What to work on:
The expected output is the line with "[point] every instance of the roof" followed by every remaining line of the entries, all repeated exactly.

Image-grounded pointing data:
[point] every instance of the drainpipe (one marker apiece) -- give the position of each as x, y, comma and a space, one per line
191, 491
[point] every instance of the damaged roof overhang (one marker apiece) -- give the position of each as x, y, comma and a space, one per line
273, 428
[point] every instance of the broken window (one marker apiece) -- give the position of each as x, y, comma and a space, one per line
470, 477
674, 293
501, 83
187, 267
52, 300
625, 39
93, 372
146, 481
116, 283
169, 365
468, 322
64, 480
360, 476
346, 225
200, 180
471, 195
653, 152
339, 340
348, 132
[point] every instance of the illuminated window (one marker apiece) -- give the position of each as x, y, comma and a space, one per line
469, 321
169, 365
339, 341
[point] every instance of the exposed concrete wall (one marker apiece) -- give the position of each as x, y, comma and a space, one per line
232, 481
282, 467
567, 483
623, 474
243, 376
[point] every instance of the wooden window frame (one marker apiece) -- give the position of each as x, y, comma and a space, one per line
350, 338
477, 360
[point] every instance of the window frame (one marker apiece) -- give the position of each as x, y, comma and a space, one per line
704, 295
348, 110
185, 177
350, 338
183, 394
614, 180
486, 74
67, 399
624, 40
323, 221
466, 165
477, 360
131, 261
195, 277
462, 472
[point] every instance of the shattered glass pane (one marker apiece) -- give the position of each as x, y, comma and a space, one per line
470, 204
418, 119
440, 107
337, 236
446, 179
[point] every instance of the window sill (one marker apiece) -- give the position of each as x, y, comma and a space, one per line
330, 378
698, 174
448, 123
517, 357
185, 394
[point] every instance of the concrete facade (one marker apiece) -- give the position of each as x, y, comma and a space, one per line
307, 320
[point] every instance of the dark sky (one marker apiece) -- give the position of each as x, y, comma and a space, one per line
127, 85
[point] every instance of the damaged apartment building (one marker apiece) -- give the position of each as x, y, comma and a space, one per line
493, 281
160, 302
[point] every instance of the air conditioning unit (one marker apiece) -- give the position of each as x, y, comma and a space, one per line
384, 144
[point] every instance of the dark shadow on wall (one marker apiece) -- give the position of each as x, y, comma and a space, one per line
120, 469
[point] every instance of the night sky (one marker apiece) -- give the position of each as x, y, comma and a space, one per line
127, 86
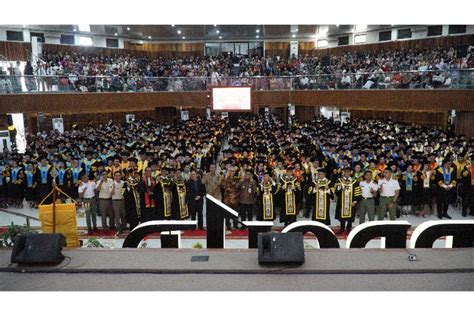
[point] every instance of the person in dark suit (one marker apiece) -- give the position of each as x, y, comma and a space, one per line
196, 191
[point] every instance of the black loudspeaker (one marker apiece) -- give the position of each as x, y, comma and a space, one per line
280, 248
38, 249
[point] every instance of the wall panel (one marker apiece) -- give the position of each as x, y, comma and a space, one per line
413, 100
15, 50
465, 123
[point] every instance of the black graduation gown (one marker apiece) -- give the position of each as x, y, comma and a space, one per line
320, 194
354, 194
444, 196
289, 188
179, 205
267, 195
163, 199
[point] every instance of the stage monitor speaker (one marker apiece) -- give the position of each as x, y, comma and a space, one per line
38, 249
280, 248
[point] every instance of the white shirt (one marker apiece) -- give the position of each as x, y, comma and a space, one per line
106, 189
117, 194
388, 187
88, 188
366, 187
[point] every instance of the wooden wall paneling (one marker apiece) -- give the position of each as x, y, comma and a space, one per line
277, 48
151, 50
465, 123
413, 100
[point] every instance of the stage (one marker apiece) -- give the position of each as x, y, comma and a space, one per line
238, 270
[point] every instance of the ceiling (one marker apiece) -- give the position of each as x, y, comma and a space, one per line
203, 32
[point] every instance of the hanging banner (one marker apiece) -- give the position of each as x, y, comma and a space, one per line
294, 48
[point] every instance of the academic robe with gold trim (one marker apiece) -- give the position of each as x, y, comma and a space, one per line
164, 198
347, 192
179, 205
289, 188
320, 194
442, 195
267, 196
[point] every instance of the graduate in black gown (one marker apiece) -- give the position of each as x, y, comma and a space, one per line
289, 187
163, 195
179, 206
267, 195
445, 179
320, 194
348, 193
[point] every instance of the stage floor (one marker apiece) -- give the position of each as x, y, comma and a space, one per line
238, 270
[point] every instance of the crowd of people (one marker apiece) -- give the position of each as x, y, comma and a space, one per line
267, 170
398, 69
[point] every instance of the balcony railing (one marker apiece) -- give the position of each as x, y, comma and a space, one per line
420, 79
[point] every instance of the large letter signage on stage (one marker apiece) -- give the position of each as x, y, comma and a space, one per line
394, 232
141, 231
425, 234
216, 213
323, 233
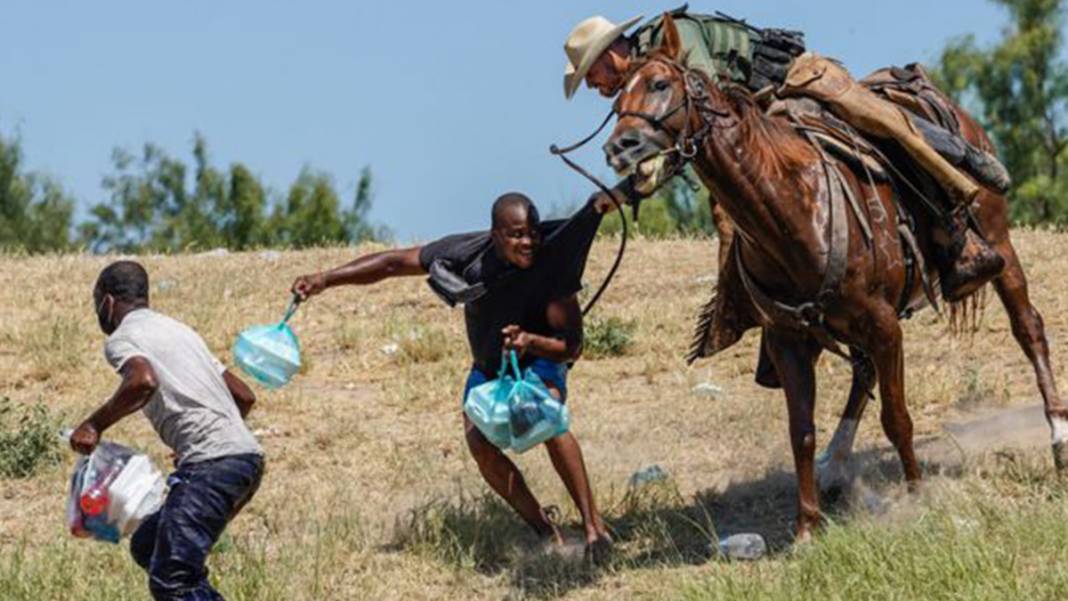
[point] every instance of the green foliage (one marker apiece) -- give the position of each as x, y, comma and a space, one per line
609, 337
676, 209
151, 207
1019, 90
28, 440
35, 214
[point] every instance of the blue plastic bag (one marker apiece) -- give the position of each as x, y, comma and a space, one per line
269, 353
516, 410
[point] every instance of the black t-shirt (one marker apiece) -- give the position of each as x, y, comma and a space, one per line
515, 296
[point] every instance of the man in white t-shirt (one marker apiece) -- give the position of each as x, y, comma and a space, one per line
197, 407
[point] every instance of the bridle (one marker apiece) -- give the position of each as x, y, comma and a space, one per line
687, 144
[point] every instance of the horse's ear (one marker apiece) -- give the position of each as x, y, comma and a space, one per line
670, 44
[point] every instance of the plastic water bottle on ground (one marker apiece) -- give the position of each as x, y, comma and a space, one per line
648, 475
745, 546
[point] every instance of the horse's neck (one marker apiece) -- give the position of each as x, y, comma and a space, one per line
776, 216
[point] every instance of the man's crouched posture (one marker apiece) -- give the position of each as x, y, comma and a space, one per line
198, 408
519, 295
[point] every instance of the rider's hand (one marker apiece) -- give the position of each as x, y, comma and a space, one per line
516, 338
602, 204
84, 438
308, 286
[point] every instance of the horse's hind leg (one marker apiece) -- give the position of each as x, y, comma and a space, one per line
833, 463
1030, 332
795, 362
889, 358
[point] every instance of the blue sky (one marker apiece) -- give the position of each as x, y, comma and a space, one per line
450, 103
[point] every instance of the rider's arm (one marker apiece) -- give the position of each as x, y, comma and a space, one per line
367, 269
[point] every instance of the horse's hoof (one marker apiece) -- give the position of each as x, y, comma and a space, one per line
1061, 456
832, 475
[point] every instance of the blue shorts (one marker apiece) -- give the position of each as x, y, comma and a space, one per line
550, 372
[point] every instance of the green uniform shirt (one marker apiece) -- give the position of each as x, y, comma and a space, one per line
711, 45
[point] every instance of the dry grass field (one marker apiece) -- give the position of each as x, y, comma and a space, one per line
371, 494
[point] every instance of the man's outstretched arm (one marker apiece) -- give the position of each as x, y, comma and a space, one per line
367, 269
138, 385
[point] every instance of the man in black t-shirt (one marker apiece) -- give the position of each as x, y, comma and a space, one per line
518, 283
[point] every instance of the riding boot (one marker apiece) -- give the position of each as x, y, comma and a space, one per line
987, 169
971, 263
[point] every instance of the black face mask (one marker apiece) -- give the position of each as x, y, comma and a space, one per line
106, 321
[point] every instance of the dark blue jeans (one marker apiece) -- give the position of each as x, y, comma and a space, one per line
172, 544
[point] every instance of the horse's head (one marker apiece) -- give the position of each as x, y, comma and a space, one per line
654, 111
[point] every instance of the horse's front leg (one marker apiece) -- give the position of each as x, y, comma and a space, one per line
889, 357
833, 463
1030, 333
724, 231
794, 358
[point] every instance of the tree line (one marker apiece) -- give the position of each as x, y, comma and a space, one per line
159, 203
1017, 88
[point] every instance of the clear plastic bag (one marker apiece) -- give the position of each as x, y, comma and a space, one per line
112, 490
516, 410
269, 353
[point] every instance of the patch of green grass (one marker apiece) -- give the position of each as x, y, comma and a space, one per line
609, 337
28, 439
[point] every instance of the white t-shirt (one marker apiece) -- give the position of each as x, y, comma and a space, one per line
192, 411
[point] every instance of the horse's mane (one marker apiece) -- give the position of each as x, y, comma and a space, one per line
780, 152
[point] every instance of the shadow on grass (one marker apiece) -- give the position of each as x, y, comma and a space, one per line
654, 526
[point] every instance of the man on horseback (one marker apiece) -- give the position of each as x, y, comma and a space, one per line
773, 62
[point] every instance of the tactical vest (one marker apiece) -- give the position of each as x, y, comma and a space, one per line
738, 52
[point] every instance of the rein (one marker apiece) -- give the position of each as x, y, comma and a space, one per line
562, 153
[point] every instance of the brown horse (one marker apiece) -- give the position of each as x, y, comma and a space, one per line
775, 187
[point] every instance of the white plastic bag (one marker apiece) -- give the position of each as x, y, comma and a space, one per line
112, 490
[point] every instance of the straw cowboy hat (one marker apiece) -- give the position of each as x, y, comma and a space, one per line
585, 43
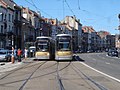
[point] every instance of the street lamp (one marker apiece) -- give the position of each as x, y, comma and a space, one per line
119, 37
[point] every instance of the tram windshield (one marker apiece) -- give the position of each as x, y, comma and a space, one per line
43, 46
64, 44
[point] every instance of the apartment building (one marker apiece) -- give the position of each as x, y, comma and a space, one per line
76, 26
7, 22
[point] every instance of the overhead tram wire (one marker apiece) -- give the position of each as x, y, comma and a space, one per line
38, 8
69, 7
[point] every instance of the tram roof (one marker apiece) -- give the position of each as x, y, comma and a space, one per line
63, 35
43, 37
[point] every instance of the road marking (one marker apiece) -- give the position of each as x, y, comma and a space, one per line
100, 72
107, 63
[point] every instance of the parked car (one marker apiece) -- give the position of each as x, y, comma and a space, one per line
112, 52
5, 55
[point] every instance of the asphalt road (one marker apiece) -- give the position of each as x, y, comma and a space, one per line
53, 75
102, 62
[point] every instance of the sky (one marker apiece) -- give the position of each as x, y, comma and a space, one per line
100, 14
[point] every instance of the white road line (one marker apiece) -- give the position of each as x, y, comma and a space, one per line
101, 72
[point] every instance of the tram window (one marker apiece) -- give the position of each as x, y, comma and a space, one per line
64, 46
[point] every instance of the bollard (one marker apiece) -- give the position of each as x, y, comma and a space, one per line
12, 58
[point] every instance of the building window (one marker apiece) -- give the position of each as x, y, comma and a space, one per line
1, 16
9, 17
1, 29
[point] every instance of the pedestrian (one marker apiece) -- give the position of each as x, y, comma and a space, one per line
19, 53
26, 53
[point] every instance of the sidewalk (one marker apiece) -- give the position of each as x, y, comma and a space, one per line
7, 66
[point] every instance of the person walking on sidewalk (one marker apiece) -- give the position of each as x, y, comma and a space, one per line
26, 53
19, 52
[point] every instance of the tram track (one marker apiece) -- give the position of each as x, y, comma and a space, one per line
60, 83
98, 85
17, 69
29, 77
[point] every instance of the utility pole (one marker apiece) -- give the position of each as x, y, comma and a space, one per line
12, 58
119, 37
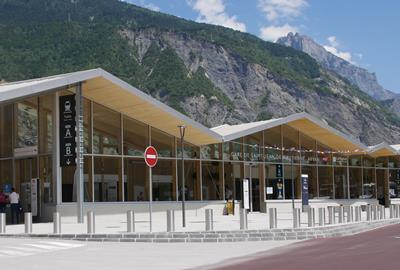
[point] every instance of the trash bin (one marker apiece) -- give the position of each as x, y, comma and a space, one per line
229, 207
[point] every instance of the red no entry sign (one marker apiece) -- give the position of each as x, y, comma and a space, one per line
150, 156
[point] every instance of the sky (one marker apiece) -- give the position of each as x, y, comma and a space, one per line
363, 32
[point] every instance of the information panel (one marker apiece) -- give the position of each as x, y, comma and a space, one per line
304, 190
67, 131
246, 195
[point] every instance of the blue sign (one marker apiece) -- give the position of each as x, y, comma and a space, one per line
7, 188
279, 171
304, 189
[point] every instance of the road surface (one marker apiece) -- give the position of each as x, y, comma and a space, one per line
377, 249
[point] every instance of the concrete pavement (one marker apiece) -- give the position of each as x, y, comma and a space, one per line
66, 255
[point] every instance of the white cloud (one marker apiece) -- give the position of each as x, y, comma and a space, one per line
213, 12
332, 47
272, 33
275, 10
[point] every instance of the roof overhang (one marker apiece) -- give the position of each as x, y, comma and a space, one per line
303, 122
110, 91
382, 150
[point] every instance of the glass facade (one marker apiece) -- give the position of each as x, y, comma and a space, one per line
114, 169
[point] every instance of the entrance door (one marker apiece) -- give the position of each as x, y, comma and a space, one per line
252, 173
25, 170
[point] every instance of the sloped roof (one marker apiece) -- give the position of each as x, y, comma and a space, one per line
110, 91
303, 122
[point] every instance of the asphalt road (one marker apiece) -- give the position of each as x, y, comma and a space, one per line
378, 249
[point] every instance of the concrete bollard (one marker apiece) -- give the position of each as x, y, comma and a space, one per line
56, 223
331, 215
341, 214
243, 219
2, 223
170, 220
368, 208
209, 220
296, 218
273, 216
311, 217
91, 223
321, 216
349, 211
130, 221
28, 222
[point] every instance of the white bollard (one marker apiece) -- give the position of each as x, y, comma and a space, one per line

Exercise answer:
[point] every instance of the roof overhang (one marker apiece) -- give the position of each as x, y, comma and a space, one per line
303, 122
110, 91
382, 150
[point] every instance of the glass facade (one marker apiece) -- give the position of each as x, y, comma and a space, one per line
114, 169
[point] every instance of the entrance door (one marker apiece) -- give the position of each as x, y, comma and a space, one per line
252, 173
25, 170
[point] every instance of the sloped roof (one marker apiece) -- give the position of each as x, y, comma and a space, one per line
110, 91
303, 122
[point] every instance of the asphalt road (one marker apiece) -- give the position of each as x, y, comma and a space, one per line
378, 249
[point] every instance of the concrete bollard (one marker apiece) -- give the position of each as x, y, comma and a space, one per line
56, 223
331, 215
341, 214
243, 219
2, 223
170, 220
368, 208
209, 220
296, 218
273, 216
311, 217
91, 223
321, 216
349, 211
130, 221
28, 222
[point] every instance of the white bollard (one marker apiece) -- give the position of each as x, y, comma and a space, one per line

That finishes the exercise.